STATED TASK >> Quote all entries in full, exactly.

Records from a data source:
** start **

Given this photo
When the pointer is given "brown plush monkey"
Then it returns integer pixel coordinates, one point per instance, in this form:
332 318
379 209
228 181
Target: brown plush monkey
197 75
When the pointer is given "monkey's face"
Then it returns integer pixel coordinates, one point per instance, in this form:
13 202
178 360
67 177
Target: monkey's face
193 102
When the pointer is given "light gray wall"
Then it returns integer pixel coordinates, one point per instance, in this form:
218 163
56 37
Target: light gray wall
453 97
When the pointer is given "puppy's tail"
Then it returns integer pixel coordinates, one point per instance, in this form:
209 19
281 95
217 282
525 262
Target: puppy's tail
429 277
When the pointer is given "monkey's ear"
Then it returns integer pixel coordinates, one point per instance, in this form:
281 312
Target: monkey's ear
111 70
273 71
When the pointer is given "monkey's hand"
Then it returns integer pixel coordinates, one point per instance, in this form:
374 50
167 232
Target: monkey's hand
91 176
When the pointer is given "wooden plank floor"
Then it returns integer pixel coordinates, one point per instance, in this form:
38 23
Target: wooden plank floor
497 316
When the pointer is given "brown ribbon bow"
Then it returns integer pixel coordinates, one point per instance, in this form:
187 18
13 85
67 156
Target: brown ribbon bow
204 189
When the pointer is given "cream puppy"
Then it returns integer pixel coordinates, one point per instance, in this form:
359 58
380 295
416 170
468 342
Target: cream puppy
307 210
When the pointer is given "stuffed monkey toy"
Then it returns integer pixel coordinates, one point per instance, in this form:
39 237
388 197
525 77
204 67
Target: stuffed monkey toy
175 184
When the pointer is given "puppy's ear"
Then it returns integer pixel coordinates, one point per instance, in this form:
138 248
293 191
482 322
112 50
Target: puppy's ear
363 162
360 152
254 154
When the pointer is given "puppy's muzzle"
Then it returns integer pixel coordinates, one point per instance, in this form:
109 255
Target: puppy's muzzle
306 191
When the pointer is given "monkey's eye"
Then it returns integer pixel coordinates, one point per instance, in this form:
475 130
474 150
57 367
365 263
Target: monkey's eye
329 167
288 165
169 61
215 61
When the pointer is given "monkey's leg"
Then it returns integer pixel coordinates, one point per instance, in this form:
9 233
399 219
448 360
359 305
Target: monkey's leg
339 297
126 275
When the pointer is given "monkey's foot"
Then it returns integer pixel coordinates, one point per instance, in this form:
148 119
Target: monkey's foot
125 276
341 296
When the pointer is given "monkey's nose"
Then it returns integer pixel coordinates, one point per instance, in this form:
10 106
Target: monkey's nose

** end **

TASK OUTPUT >>
Given this photo
When the pointer is given "brown plush monkey"
Then it returns integer pixel coordinates, one point per instance, in this form:
332 318
379 209
228 181
Target: brown plush monkey
197 75
When the pointer is given "monkey's face"
Then it returns integer pixel coordinates, one point per instance, in this form:
13 202
178 360
67 177
Target: monkey's face
193 102
When the pointer is given "light gray wall"
Then it returns integer pixel coordinates, one point per instance, in this form:
218 163
56 37
Target: light gray wall
453 97
When the pointer is given "puppy's tail"
Then it returns integer pixel coordinates, one point per instance, in this form:
209 19
281 95
217 282
525 262
Target: puppy's tail
429 277
When the pointer is given "monkey's ear"
Then it returns integer pixel coordinates, one point per instance, in this form:
281 312
Target: monkey's ear
111 70
273 71
When the pointer is given "monkey's hand"
Then it returns integer pixel coordinates, one point per instance, in this form:
374 50
167 232
Target: monkey's hand
91 176
When the pointer is given "wooden plank floor"
Then it returns integer pixel coordinates, one point per instance, in this form:
38 23
Target: wooden plank floor
497 316
When the pointer is given "brown ribbon bow"
Then it returns integer pixel coordinates, one point per instance, in this form:
187 18
13 85
67 156
Target: brown ribbon bow
204 189
When the pointer is given "cream puppy"
Then it returns integer pixel coordinates, one point per instance, in this form:
359 58
380 295
416 170
468 342
Target: cream puppy
307 210
When the pointer is given "stuffed monkey toy"
Then it returns integer pixel coordinates, one point per instance, in this form:
39 237
388 197
525 77
204 67
Target: stuffed monkey toy
175 184
When the pointer is given "puppy's ear"
Then it returns integer pixel coordinates, one point per instance, in this form:
138 248
293 191
482 322
112 50
Target: puppy's ear
363 162
360 152
254 154
When the pointer is given "puppy's muzzle"
Then it returns integer pixel coordinates, one point per instance, in this form:
109 255
Target: puppy's muzzle
306 191
When the pointer is given "monkey's eye"
Then it returns integer pixel coordinates, one point per instance, in this form:
475 130
474 150
57 367
365 263
Target: monkey's eye
329 167
288 165
169 61
215 61
When the pointer is given "monkey's leg"
Then it returns integer pixel coordinates, one point per instance, in this form:
9 233
399 219
448 360
359 305
Target: monkey's leg
339 297
126 275
When the pointer is given "monkey's foot"
Then it returns integer pixel coordinates, one point per instance, in this form:
148 119
Target: monkey's foot
125 276
341 296
When the pointer is given "monkey's nose"
Then it returns integer pixel coordinates, one point per instance, in this form:
10 106
Target: monkey's nose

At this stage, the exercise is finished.